Grossi Flashcards
(21 cards)
Catastrophe Models
What is it? Who uses it?
Cat models combined various sciences (physics, geology, actuarial science) to quantify the risk posed by natural disasters (catastrophies) such as hurricanes and earthquakes
- Insurers/Reinsurers: to assess their exposure to risk
- Reinsurance brokers: to assess risk to their clients
- Capital markets: to price cat bonds
- Regulators: to review rates based on models
- Emergency Management Agencies (EMA): to determine impact of a catastrophe and coordinate an emergency response
Risk Management Strategy from Catastrophe Models
For insurers and re-insurers
Risk Reduction - non-renew policies, limiting coverage, increasing deductible, increasing rates
Risk Transfer - purchasing reinsurance, issue cat bonds
Why are Cat Models better than historical data?
- Insufficient historical claim data (also varying definition of a catastrophe)
- Cats are inherently infrequent
- Outdated data - property values, cost of repair, building codes changing
Components of Catastrophe Model
Hazard Module
What is it? What are the parameters?
Simulates natural disasters based on probabilities of different event parameters
- Location - EQ and hurricanes are more common in certain areas
- Frequency - this parameter has biggest uncertainty
- Severity - using multiple characteristics. e.g. EQ uses depth and scale magnitute
Components of Catastrophe Model
Inventory/Exposure Module
What is it? What are the parameters?
Contains property data and their characteristics
For insured homes, e.g. construction type, insured amount, property location
- Zip code
- LOB (residential, commential, industrial, etc)
- Type of coverage
- Occupancy type
- Construction type
Components of Catastrophe Model
Vulnerability Module
What is it? What are the approaches?
Estimates the vulnerability (suseptibility) to damage for each property given a specific simulated cat and property info
- Engineering judgement (expert opinion). Advantage - simple | Disadvantage - arbitrary and not easy to update with new data
- Building response analysis (advanced engineering techniques). Advantages - more accurate | Disadvantage - based on specific building and not appropriate to apply to entire portfolio of buildings
- Class-based building response analysis - modify the building response analysis to make it more appropriate for an entire portfolio
Components of Catastrophe Models
Loss Module
What is it? What are the approaches?

OBJECTIVE 1> In the flashcards on catastrophe models, which hazard module parameter has the biggest uncertainty?
The flashcards above and the listing below come from unrelated sources.

SUPPLIED RECORDS>
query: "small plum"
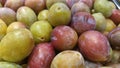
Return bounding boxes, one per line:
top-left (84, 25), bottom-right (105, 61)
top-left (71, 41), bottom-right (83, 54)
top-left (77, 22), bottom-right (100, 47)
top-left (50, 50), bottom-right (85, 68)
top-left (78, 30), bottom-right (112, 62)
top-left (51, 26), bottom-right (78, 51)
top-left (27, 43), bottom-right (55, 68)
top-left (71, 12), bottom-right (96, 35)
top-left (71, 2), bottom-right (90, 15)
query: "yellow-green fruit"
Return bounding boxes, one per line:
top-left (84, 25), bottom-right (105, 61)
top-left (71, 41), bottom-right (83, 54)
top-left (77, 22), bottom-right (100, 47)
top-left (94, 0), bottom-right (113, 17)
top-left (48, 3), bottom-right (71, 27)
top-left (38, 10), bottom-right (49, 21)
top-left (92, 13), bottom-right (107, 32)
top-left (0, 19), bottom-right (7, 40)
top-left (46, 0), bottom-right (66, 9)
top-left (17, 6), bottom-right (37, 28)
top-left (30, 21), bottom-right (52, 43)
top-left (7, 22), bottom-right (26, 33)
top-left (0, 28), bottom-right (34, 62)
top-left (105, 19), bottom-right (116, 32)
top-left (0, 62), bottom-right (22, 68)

* * *

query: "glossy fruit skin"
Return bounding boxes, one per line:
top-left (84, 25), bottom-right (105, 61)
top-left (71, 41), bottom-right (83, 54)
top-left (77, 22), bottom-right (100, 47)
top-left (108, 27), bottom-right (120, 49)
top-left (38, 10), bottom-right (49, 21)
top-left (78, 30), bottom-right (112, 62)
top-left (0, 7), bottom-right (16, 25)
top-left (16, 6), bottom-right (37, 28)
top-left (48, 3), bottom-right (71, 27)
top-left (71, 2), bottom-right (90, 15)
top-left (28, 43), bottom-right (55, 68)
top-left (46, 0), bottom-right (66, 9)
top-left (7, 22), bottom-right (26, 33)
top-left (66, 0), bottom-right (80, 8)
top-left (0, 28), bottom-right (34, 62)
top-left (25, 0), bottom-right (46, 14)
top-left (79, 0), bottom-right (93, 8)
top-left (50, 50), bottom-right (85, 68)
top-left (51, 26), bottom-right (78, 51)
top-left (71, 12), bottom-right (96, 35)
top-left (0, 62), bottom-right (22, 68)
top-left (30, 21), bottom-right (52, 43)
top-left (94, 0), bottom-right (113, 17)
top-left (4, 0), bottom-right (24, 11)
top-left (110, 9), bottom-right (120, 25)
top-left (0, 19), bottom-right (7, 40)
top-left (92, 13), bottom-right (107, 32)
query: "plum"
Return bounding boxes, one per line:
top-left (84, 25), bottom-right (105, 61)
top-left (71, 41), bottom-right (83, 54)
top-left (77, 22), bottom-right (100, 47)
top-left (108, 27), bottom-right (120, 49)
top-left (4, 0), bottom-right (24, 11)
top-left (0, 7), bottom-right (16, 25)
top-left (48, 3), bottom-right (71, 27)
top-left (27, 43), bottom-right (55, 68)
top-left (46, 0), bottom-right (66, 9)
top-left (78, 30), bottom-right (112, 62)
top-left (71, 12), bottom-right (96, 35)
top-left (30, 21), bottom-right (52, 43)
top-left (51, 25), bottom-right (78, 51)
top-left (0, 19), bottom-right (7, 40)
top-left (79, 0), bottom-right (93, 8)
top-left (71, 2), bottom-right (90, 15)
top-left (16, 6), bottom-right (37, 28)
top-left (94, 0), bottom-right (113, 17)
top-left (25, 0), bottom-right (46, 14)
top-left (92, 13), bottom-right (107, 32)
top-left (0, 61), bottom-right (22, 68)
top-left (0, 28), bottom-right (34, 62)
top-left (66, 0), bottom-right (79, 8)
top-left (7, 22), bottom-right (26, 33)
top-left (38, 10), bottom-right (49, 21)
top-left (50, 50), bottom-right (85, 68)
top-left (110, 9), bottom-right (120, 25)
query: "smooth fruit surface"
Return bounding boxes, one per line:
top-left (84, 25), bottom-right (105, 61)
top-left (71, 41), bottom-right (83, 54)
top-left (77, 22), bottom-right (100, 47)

OBJECTIVE 2> Which lines in the listing contain the string "fruit"? Case counts.

WRITTEN REPLY 1> Frequency.

WRITTEN REPLY 2>
query: "yellow-green fruit"
query: "glossy fruit skin"
query: "smooth fruit surface"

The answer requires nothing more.